[Object position labeling entries]
'''

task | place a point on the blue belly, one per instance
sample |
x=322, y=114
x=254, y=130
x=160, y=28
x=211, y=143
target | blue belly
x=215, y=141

'''

▸ Task instructions
Copy out every one of the entries above line for line, with no changes.

▸ Final result
task | place a point on the blue belly, one per instance
sample |
x=322, y=114
x=254, y=130
x=160, y=28
x=211, y=143
target | blue belly
x=215, y=141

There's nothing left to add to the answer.